____ 読解用の抜粋

我が家は、シリーズ全作品を何度も読んだことのある、わにわにリピーター。

それぞれのお話のグッときたポイント、子供たちの心をぎゅっと掴んだシーンなどについて触れながら、一冊ずつレビューしていきたいと思います。

また、「わにわにのかるた」で遊んだ感想も後述します。

伝われ!わにわにワールドの魅力!!

目次

絵本「わにわに」シリーズ

2025年で25周年の、わにわに

「わにわに」シリーズ
文: 小風 さち
絵: 山口 マオ
出版社: 福音館書店

絵本「わにわに」シリーズは、『わにわにのおふろ』『わにわにのごちそう』『わにわにのおでかけ』『わにわにのおおけが』『わにわにとあかわに』の全5冊が刊行されています。

第一作目が、月刊絵本「こどものとも年少版」の6月号として誕生したのが2000年。

今年(2025年)は誕生25周年の、アニバーサリーイヤーなんですね。

さまざまな年齢の子供たちに好かれている

わにわにの絵本は、いずれの作品も、〈2才〜4才むき〉と記載されています。が、1才以下のお子様も楽しめそうだし、5才以上のお子様だって楽しめそう。

________
____ 収集資料

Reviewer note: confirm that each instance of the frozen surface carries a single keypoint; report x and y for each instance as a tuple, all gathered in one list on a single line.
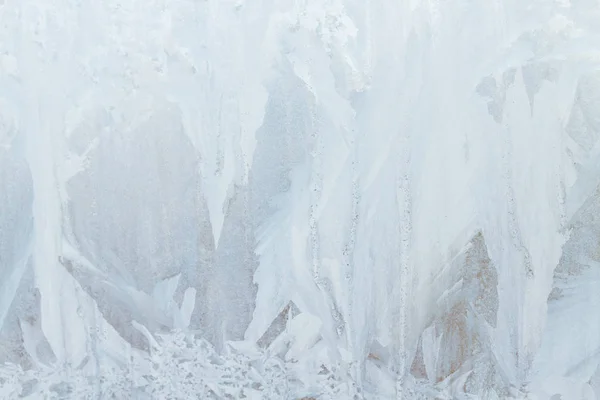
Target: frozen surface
[(283, 199)]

________

*問題と課題*:
1/ わにわにシリーズの紹介文のうち、「2025年で25周年の、わにわに」から「今年(2025年)は誕生25周年の、アニバーサリーイヤーなんですね。」までを、両端も含めて一字一句そのまま書き写してください。
2/ わにわにシリーズの紹介文で、シリーズとして刊行されていると挙げられている作品の書名をすべて答えてください。
3/ わにわにシリーズの紹介文を、最後の文に続けて書き進めてください。

*解答一覧*:
1/
2025年で25周年の、わにわに

「わにわに」シリーズ
文: 小風 さち
絵: 山口 マオ
出版社: 福音館書店

絵本「わにわに」シリーズは、『わにわにのおふろ』『わにわにのごちそう』『わにわにのおでかけ』『わにわにのおおけが』『わにわにとあかわに』の全5冊が刊行されています。

第一作目が、月刊絵本「こどものとも年少版」の6月号として誕生したのが2000年。

今年(2025年)は誕生25周年の、アニバーサリーイヤーなんですね。

2/
『わにわにのおふろ』
『わにわにのごちそう』
『わにわにのおでかけ』
『わにわにのおおけが』
『わにわにとあかわに』

3/
私は、4歳の娘を連れて参加した図書館のおはなし会で、初めてわにわにに出会いました。

ぶっとい手足にぎろりと光る金色の目玉、という迫力ある風貌の、わにわに。シンプルでありながら時折ファンキーな、詩のように短いことばで紡がれたストーリー。

その会には赤ちゃんも小学生もいましたが、皆、吸い寄せられるように注目し、お話に耳を傾けていました。

わにわにの世界に魅了され、いてもたってもいられなくなった娘は、おはなし会が終わると早速『わにわにのおでかけ』を借り、その日から我が家では「わにわに」シリーズが何回読まれたことか……、もはや数え切れないほどです。

2歳の息子は、頻繁に出てくる擬音語と擬態語が楽しいようで、よく真似しています。

4歳の娘は、日常的なことも非日常的なことも色々と経験するわにわにをきっと自分と重ねているのでしょう、満足気な顔でお話を聞きます。

大人である私は、「ちょっと昔の日本の家」を思わせる渋さ満点なわにわにのおうちに、とっても惹かれます。畳の部屋なんて最高。木版画によって描かれたそれらは、風情があって本当に美しく、見るたびにわくわくします。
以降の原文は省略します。